→ EXCERPT:
****
Here’s what we know about white-​​band dis­ease: It has already killed up to 95 per­cent of the Caribbean’s reef-​​building elkhorn and staghorn corals, and it’s caused by an infec­tious bac­teria that seems to be trans­mitted through the water and by coral-​​eating snails.

Here’s what we don’t know: every­thing else.

But two student-​​researchers working in North­eastern asso­ciate pro­fessor of marine and envi­ron­mental sci­ence Steve Vollmer’s lab are trying to change that: Sarah Gignoux-​​Wolfsohn, a fourth-​​year doc­toral can­di­date, and under­grad­uate Felicia Aronson, S’16, an envi­ron­mental sci­ence major with a con­cen­tra­tion in marine sci­ence. Together, they are using the resources they raised from a crowd­funding sci­ence cam­paign to figure out what’s killing the Caribbean corals.

“Before this, we knew that white-​​band dis­ease was caused by a bac­teria, and we had a list of poten­tial pathogens,” said Gignoux-​​Wolfsohn, noting that these find­ings emerged from pre­vious research at Vollmer’s lab. The pathogen list was the product of a large-​​scale genetic sequencing analysis led by Gignoux-​​Wolfsohn. Now she and Aronson have launched a sys­tem­atic research pro­gram to sift through that list in the hopes of iden­ti­fying the culprit.

Working at the Smith­sonian Trop­ical Research Insti­tute in Bocas del Toro, Panama, Gignoux-​​Wolfsohn and Aronson spent the month of June per­forming a series of exper­i­ments in which they admin­is­tered var­ious antibi­otics to dis­eased coral slur­ries con­tained in bench-​​top aquar­iums. Antibi­otics kill dif­ferent bac­te­rial types, so when healthy corals con­tract the dis­ease despite treat­ment, the team is able to home in on the char­ac­ter­is­tics of the cul­prit bacteria.

They also per­formed an opposing exper­i­ment in which they exposed healthy corals to dis­ease slur­ries grown in dif­ferent envi­ron­mental con­di­tions that select for dif­ferent bac­teria to see if they con­tract dis­ease. “If we grow a spe­cific group of bac­teria and it still trans­mits the dis­ease, we know the pathogen is likely in this group,” Gignoux-​​Wolfsohn explained.

The student-​​researchers raised their funding goal of $3,180 in just three days through exper​i​ment​.com, marking the third fastest suc­cess story in the crowd­funding website’s his­tory. Upon reaching that goal, they extended their cam­paign to more than double the orig­inal amount, which they also raised in record time.

Backed by this finan­cial sup­port, Gignoux-​​Wolfsohn and Aronson brought bac­te­rial sam­ples back to Boston, where they will now begin per­forming exhaus­tive genetic analyses. “Right now is a really cool time to be addressing these issues because we have a lot of emerging genetic tech­niques that people are just starting to use to ask ques­tions about the micro­bi­ology of corals,” Aronson said.

They’re using those tools to under­stand how the dis­eased coral com­mu­nity is dif­ferent from the healthy com­mu­nity in ways that haven’t been pos­sible before. The approach is some­what novel in the field of marine ecology, Gignoux-​​Wolfsohn said, and it’s part of why she’s doing it. As an under­grad­uate at Wes­leyan Uni­ver­sity, she studied blood-​​vessel for­ma­tion using genetic-​​based tech­niques. “I wanted to take those skills and apply them to a more con­ser­va­tion and ecology based research pro­gram,” she explained.
****
→ RECORD SET:
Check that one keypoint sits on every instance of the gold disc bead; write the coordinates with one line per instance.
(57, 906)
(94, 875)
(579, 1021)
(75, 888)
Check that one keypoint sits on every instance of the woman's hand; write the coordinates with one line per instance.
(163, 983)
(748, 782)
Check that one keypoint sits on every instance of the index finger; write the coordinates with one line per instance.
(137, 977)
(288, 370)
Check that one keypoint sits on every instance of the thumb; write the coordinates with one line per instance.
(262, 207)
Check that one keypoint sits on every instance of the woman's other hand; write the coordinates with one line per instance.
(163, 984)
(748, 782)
****
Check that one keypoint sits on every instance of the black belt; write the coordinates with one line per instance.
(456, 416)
****
→ WHAT TO WORK ON:
According to the white-band disease text, how many days did it take to raise the $3,180 funding goal? Answer using only the text about white-band disease.

→ RESPONSE:
Three days.